*The records*

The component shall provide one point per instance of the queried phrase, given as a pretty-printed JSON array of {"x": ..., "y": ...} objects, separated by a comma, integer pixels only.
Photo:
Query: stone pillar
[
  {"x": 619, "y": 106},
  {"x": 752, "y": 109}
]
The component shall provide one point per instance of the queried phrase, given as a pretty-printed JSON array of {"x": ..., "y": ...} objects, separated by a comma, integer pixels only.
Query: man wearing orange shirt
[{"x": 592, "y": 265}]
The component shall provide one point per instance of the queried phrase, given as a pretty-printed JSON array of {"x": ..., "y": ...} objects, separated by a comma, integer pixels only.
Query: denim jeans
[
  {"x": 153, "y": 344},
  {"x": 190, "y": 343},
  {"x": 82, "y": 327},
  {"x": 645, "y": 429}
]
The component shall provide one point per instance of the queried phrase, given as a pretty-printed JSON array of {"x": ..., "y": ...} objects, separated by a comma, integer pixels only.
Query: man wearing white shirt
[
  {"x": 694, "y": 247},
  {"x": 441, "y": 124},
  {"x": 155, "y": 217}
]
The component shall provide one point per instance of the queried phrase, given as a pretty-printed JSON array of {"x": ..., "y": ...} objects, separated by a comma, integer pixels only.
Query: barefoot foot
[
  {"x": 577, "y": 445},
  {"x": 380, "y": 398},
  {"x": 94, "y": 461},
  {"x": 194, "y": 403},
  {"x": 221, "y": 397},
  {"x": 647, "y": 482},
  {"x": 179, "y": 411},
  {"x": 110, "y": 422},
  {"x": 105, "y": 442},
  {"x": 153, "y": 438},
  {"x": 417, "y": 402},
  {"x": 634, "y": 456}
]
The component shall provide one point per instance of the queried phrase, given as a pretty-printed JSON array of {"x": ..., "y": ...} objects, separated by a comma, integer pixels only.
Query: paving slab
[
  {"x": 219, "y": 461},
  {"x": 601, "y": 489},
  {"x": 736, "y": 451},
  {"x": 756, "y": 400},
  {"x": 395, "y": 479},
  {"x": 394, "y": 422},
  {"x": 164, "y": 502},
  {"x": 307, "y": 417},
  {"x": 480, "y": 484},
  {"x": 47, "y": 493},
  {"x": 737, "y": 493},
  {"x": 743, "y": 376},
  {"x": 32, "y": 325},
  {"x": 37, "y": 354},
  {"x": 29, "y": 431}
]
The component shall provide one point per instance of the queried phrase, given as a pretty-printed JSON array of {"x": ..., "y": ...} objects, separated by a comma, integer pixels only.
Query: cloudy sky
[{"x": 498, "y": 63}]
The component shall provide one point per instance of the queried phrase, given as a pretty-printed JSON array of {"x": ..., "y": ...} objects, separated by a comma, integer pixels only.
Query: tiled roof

*Task item*
All records above are to be printed exactly, with nothing omitted.

*Answer section*
The component shall provide one point per instance of the queried phrase, given as a pretty-printed JSON array of {"x": ..., "y": ...} objects, separated by a comma, integer pixels only.
Photo:
Query: stone pillar
[
  {"x": 619, "y": 106},
  {"x": 752, "y": 109}
]
The component shall provide one point per instance of the queried phrase, given as a pretty-printed JSON array of {"x": ..., "y": ...} objects, separated by a comma, integer pixels only.
Query: man wearing orange shirt
[{"x": 592, "y": 265}]
The component shall provide one point per instance of the queried phrase, given as a pretty-printed JSON array of {"x": ..., "y": ...} objects, separated by a comma, integer pixels only.
Query: denim jeans
[
  {"x": 153, "y": 344},
  {"x": 190, "y": 343},
  {"x": 82, "y": 327},
  {"x": 645, "y": 429}
]
The component shall provide one point per instance of the queried phrase, given as a pretty-printed JSON array of {"x": ..., "y": ...} objects, separated by a comma, integer pixels only.
Query: man wearing white shirt
[
  {"x": 694, "y": 247},
  {"x": 441, "y": 124},
  {"x": 155, "y": 217}
]
The component shall provide one point per instance of the queried phrase, given as a pretty-printed JSON array of {"x": ..., "y": ...} objects, separated by a comma, integer pixels only.
Query: barefoot foot
[
  {"x": 577, "y": 445},
  {"x": 380, "y": 398},
  {"x": 94, "y": 461},
  {"x": 194, "y": 403},
  {"x": 221, "y": 397},
  {"x": 647, "y": 482},
  {"x": 179, "y": 411},
  {"x": 110, "y": 422},
  {"x": 105, "y": 442},
  {"x": 153, "y": 438},
  {"x": 417, "y": 402},
  {"x": 634, "y": 456}
]
The component shall provide one point per instance of the queried phrase, given as a pretty-printed JSON array of {"x": ..., "y": ...} objects, separated by a comma, integer pixels only.
Query: paving slab
[
  {"x": 219, "y": 461},
  {"x": 601, "y": 489},
  {"x": 736, "y": 451},
  {"x": 756, "y": 400},
  {"x": 395, "y": 479},
  {"x": 394, "y": 422},
  {"x": 164, "y": 502},
  {"x": 307, "y": 417},
  {"x": 480, "y": 484},
  {"x": 47, "y": 493},
  {"x": 737, "y": 493},
  {"x": 743, "y": 376},
  {"x": 32, "y": 325},
  {"x": 37, "y": 354},
  {"x": 29, "y": 431}
]
The component shall provide one point per instance of the queried phrase, given as a pretty-printed JSON array of {"x": ..., "y": ...} objects, separated by a comma, integer pixels only.
Query: cloudy sky
[{"x": 498, "y": 63}]
The component shall provide one point per instance of the queried phrase, given as a pretty-printed JSON array of {"x": ..., "y": ...} objects, separated by a comma, integer pixels only.
Query: tiled roof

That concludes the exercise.